Tasks to perform:
**a.** List every source the Jim Morrison tribute says his ideas and moves were taken from.
**b.** Write the next part of the Jim Morrison tribute, picking up after its last sentence.

Passage to read:
Jim Morrison: Dec 8 1943 – July 3 1971 ~ long live the legend of the Lizard King

July 5, 2011

The face that launched thousands of trips: leader of The Doors, the indubitable Jim Morrison

Yes, 40 years ago on Sunday, the formidable front-man of psychedelic rock powerhouse band The Doors, the self-styled Lizard King, Mr Mojo Risin’ himself or (if you prefer) plain-old Jim Morrison broke on through to the other side in oh-so suspicious circumstances. Laconically cool, effortlessly irresistible to either sex and instantly and eternally iconic, Morrison was arguably both the real deal (a foremost figure of the late ’60s counter-culture with electric talent) and a seductive charlatan (a handsome poet who captivated kids with ideas and moves nicked from Nietzsche, the Beat Poets, Van Morrison and Native American mysticism).

Extracted data:
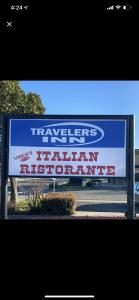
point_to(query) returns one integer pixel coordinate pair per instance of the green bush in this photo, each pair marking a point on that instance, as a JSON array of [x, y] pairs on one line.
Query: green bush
[[59, 204]]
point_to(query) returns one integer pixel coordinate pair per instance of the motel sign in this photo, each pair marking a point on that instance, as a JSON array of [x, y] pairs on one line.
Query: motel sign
[[68, 146]]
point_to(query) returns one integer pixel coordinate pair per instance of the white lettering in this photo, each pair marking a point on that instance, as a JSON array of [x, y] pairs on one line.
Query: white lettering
[[40, 131], [33, 130], [79, 140], [54, 139]]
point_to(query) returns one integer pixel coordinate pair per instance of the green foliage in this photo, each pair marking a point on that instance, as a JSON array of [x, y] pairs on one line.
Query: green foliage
[[59, 204], [14, 100], [33, 202]]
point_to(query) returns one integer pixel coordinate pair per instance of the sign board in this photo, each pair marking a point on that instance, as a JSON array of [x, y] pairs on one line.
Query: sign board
[[65, 147]]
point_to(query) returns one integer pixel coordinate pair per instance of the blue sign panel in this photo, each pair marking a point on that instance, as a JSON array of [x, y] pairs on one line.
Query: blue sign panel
[[67, 133]]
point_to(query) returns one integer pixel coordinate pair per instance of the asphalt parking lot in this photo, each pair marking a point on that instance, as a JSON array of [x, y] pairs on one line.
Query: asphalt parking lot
[[109, 199]]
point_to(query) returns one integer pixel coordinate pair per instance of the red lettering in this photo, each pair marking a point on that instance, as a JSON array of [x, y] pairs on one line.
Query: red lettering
[[46, 153], [73, 156], [56, 156], [39, 155], [68, 170], [90, 170], [41, 169], [49, 167], [100, 168], [24, 169], [65, 158], [93, 156], [80, 169], [82, 155], [111, 170], [60, 169], [33, 169]]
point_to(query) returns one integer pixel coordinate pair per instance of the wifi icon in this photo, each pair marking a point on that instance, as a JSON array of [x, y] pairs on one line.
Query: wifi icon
[[111, 7], [118, 6]]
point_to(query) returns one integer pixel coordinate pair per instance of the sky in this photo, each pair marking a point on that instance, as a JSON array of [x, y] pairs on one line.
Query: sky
[[88, 98]]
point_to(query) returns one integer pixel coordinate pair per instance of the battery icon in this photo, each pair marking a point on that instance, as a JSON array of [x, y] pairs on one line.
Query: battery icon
[[127, 7]]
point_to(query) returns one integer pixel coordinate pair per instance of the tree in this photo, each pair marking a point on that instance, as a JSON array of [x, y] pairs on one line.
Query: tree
[[14, 100]]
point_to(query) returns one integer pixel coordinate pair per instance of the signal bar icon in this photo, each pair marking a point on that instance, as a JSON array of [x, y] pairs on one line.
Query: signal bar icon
[[118, 6], [111, 7]]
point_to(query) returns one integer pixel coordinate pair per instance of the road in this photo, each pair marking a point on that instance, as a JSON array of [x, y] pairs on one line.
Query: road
[[100, 200]]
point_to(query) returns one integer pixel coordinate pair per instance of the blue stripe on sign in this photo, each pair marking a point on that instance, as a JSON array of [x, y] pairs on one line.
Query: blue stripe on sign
[[68, 133]]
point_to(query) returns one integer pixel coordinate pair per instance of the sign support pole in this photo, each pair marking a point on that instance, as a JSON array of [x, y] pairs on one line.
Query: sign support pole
[[131, 171], [4, 179]]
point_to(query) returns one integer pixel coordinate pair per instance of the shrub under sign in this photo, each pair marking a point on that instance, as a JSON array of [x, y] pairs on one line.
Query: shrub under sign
[[66, 147]]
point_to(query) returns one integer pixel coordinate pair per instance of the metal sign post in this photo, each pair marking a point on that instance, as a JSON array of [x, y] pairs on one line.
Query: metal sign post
[[4, 179], [131, 170]]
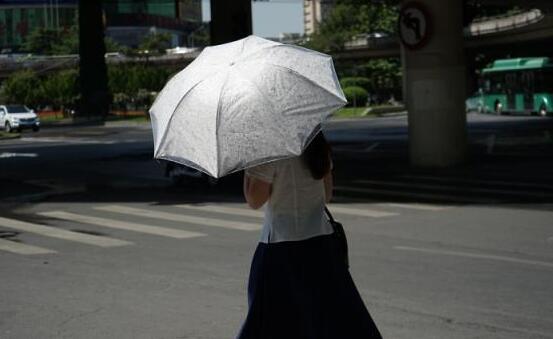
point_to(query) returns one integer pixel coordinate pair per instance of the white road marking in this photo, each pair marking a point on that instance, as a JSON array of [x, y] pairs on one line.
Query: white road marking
[[18, 248], [16, 155], [444, 187], [244, 226], [223, 210], [452, 198], [476, 256], [62, 234], [66, 140], [478, 182], [122, 225], [360, 212], [416, 206]]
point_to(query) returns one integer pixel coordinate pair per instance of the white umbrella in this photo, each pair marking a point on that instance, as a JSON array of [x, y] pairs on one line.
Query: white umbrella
[[244, 103]]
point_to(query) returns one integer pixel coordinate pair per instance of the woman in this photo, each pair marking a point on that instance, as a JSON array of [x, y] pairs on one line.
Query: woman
[[298, 286]]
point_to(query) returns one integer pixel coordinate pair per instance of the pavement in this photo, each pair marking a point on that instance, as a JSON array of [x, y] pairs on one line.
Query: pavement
[[112, 249]]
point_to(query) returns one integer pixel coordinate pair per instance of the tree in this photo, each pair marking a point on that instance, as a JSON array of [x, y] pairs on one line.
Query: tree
[[40, 41], [351, 17], [68, 43], [155, 43], [61, 89], [20, 88]]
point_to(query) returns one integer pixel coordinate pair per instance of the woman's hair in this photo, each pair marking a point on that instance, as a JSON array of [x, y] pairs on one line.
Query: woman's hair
[[317, 156]]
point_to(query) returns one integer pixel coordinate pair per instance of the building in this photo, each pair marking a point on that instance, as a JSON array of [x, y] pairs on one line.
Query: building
[[18, 18], [314, 12], [127, 21]]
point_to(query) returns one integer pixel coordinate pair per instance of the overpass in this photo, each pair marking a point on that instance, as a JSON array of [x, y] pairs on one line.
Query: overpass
[[531, 30]]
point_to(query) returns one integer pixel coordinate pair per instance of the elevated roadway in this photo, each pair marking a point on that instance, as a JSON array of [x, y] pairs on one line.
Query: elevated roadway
[[523, 34]]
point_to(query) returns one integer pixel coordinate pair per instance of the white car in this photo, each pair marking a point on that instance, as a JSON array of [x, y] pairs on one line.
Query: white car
[[18, 117]]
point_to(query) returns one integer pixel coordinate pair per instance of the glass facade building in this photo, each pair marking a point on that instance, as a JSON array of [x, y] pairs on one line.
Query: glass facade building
[[127, 21], [19, 18]]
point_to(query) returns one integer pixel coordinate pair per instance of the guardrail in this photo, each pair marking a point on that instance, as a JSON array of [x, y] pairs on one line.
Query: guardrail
[[504, 23]]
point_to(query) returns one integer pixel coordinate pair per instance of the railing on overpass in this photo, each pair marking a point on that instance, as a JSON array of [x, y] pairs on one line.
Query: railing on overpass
[[363, 46], [504, 23]]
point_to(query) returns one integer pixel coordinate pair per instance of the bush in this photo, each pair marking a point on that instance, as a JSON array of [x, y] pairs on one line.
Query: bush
[[356, 96], [357, 82], [61, 89], [21, 88]]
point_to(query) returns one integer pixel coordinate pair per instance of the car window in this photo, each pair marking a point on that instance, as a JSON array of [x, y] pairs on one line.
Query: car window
[[17, 109]]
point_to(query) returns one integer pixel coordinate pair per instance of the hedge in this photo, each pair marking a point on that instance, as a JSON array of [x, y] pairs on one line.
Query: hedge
[[356, 96]]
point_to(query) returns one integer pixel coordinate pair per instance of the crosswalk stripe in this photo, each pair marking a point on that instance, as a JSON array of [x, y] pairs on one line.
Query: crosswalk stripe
[[496, 182], [223, 210], [416, 206], [426, 196], [360, 212], [18, 248], [259, 214], [123, 225], [465, 188], [244, 226], [62, 234]]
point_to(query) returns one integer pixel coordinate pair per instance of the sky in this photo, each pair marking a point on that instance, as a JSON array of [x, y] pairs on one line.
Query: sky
[[272, 17]]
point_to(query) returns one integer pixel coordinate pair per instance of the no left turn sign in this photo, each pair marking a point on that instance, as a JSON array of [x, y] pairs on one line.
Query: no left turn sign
[[414, 25]]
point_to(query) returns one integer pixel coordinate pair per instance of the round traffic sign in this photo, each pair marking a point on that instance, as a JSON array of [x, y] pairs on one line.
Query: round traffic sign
[[414, 25]]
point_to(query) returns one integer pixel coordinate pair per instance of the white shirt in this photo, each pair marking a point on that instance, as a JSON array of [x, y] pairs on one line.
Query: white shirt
[[295, 209]]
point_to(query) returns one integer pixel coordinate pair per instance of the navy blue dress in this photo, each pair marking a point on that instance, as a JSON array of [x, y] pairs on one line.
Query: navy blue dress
[[302, 290]]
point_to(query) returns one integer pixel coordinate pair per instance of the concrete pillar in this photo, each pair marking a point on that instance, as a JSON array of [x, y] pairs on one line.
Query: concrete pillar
[[95, 97], [230, 20], [435, 89]]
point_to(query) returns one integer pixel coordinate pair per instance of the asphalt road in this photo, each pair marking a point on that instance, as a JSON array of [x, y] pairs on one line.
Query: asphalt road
[[96, 243]]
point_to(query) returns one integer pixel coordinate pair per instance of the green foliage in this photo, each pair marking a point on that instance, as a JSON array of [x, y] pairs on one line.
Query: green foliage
[[68, 42], [200, 37], [112, 46], [351, 17], [356, 96], [49, 41], [21, 88], [61, 89], [356, 81], [135, 85]]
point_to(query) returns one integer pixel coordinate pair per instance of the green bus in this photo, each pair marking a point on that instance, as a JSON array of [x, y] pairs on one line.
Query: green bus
[[515, 86]]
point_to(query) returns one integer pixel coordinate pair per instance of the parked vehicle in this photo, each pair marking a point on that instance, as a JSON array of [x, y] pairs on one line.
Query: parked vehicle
[[475, 103], [17, 118], [517, 86]]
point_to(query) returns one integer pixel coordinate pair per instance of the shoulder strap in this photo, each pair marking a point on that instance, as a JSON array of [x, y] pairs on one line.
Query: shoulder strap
[[329, 215]]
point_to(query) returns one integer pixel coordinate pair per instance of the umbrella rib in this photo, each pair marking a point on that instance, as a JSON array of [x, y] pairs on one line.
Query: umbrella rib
[[265, 97], [162, 141], [217, 118], [306, 79]]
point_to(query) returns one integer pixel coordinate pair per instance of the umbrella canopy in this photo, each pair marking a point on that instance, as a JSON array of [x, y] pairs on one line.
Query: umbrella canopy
[[244, 103]]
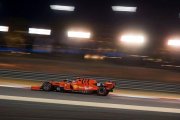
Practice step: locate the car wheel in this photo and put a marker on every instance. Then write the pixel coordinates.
(47, 86)
(59, 89)
(102, 91)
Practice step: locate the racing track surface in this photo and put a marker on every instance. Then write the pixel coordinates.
(10, 109)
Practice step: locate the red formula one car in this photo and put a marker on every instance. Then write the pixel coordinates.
(79, 85)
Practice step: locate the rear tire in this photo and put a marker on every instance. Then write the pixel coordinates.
(102, 91)
(47, 86)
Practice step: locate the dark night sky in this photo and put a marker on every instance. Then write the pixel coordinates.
(159, 18)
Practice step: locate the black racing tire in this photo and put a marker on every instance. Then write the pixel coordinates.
(102, 91)
(59, 89)
(47, 86)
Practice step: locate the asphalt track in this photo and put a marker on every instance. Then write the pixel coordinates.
(13, 109)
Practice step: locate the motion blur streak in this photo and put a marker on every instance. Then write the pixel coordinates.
(4, 28)
(124, 8)
(92, 104)
(39, 31)
(62, 7)
(78, 34)
(174, 43)
(133, 39)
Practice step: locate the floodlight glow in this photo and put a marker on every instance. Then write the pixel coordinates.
(133, 39)
(174, 42)
(39, 31)
(62, 7)
(74, 34)
(124, 8)
(4, 28)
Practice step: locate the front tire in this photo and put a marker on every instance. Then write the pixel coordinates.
(102, 91)
(47, 86)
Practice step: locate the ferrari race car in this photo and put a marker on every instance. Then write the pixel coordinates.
(79, 85)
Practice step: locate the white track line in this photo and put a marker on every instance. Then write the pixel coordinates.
(16, 86)
(92, 104)
(115, 94)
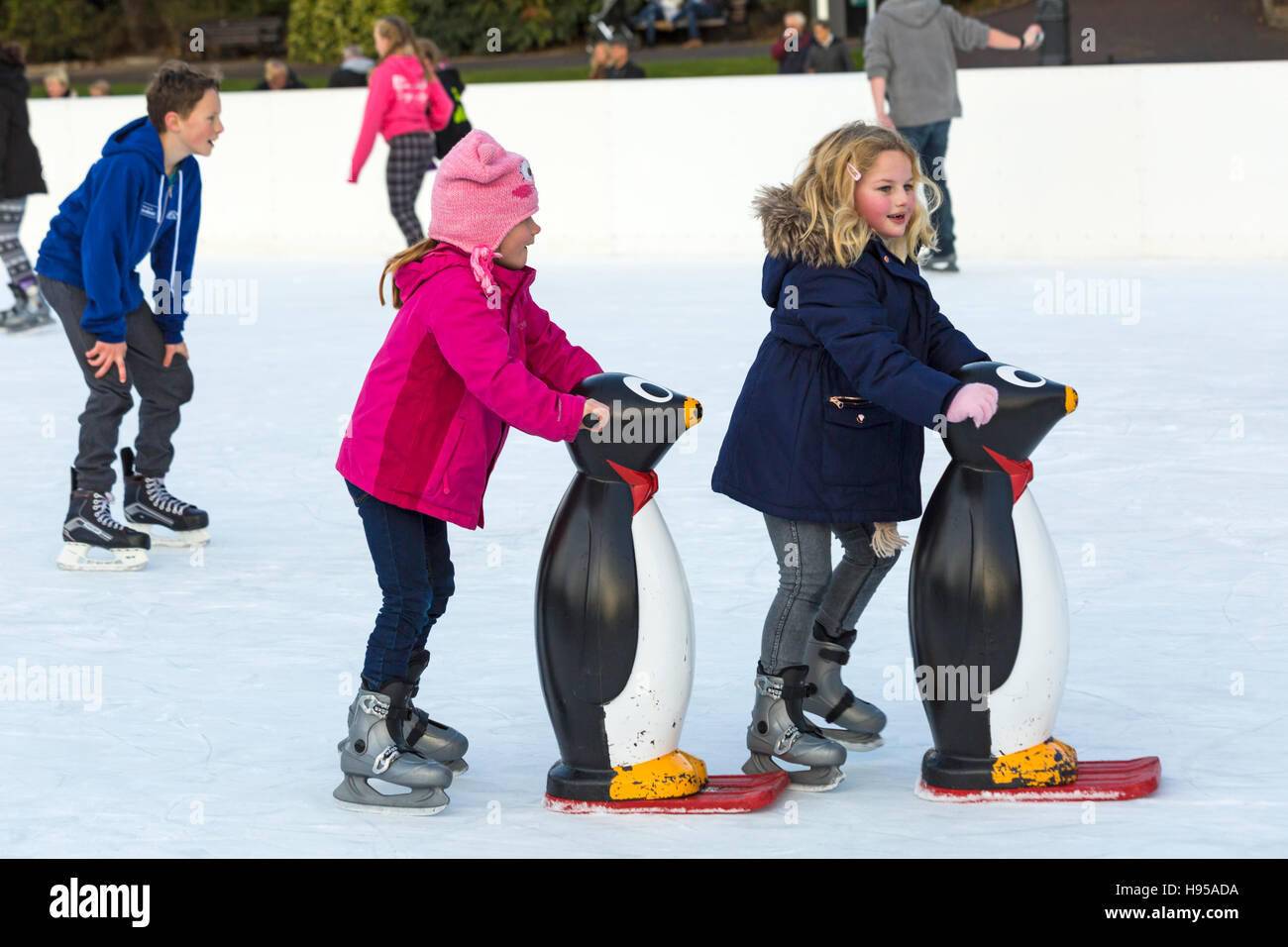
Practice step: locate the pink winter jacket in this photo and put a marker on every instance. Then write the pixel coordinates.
(450, 380)
(397, 101)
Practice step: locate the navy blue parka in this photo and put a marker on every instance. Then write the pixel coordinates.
(828, 425)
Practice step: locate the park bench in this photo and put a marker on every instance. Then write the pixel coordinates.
(261, 34)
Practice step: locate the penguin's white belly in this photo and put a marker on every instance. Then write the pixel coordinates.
(644, 720)
(1021, 711)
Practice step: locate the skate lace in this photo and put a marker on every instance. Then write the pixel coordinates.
(787, 740)
(160, 497)
(102, 510)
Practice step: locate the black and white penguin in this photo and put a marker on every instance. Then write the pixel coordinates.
(613, 615)
(987, 605)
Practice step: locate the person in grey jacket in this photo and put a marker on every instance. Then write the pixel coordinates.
(827, 53)
(910, 58)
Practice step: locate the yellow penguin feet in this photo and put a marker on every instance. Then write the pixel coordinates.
(666, 777)
(1050, 763)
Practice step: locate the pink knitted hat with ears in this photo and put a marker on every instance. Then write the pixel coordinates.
(481, 192)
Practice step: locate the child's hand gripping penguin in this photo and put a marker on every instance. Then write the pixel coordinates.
(988, 613)
(614, 622)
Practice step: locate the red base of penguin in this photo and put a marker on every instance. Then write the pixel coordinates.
(721, 795)
(1100, 781)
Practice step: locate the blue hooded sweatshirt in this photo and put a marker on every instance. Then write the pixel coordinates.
(125, 209)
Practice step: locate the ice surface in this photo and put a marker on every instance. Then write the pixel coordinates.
(224, 677)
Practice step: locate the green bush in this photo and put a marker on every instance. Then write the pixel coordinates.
(318, 30)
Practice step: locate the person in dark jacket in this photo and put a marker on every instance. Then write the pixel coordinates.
(619, 64)
(21, 175)
(793, 47)
(449, 77)
(353, 69)
(825, 436)
(141, 198)
(827, 53)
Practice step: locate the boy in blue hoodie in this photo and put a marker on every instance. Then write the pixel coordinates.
(142, 196)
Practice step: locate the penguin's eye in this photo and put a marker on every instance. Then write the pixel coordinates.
(1018, 376)
(647, 389)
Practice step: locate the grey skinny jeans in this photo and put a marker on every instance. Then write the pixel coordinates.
(810, 590)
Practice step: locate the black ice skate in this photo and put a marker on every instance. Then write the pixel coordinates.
(149, 504)
(90, 532)
(29, 311)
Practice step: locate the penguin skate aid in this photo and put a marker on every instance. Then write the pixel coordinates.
(1018, 629)
(825, 437)
(494, 360)
(614, 624)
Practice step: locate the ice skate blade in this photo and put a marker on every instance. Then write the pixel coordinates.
(357, 795)
(76, 557)
(855, 741)
(179, 539)
(812, 780)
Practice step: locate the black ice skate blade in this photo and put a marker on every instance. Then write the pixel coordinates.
(357, 795)
(812, 780)
(855, 741)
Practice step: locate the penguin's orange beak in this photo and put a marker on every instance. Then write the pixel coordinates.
(692, 412)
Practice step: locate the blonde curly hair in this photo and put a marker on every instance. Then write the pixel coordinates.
(825, 189)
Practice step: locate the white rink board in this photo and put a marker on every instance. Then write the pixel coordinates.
(222, 680)
(1089, 161)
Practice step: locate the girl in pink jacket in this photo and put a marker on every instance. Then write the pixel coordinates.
(406, 103)
(468, 355)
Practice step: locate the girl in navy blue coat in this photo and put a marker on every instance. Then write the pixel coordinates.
(825, 436)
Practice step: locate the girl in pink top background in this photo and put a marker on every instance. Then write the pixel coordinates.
(468, 356)
(406, 105)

Results of the tasks:
**a.** Nietzsche, the Beat Poets, Van Morrison, Native American mysticism

**b.**
Truth be told, his legend surely would not have endured in the way it has had he not died in Paris aged just 27 (ensuring his membership in the ’27 Club’ – a group of rock musicians who all died at that age, including Jimi Hendrix, Janis Joplin, Brian Jones and Kurt Cobain). He left us young, sure, but, boy, did he cram a lot into his life – fame (nay, notoriety), devotion, drug addiction and, apparently, a plethora of sexual partners, supposedly numbering fellow rock stars of his era Grace Slick, Nico and Joplin herself.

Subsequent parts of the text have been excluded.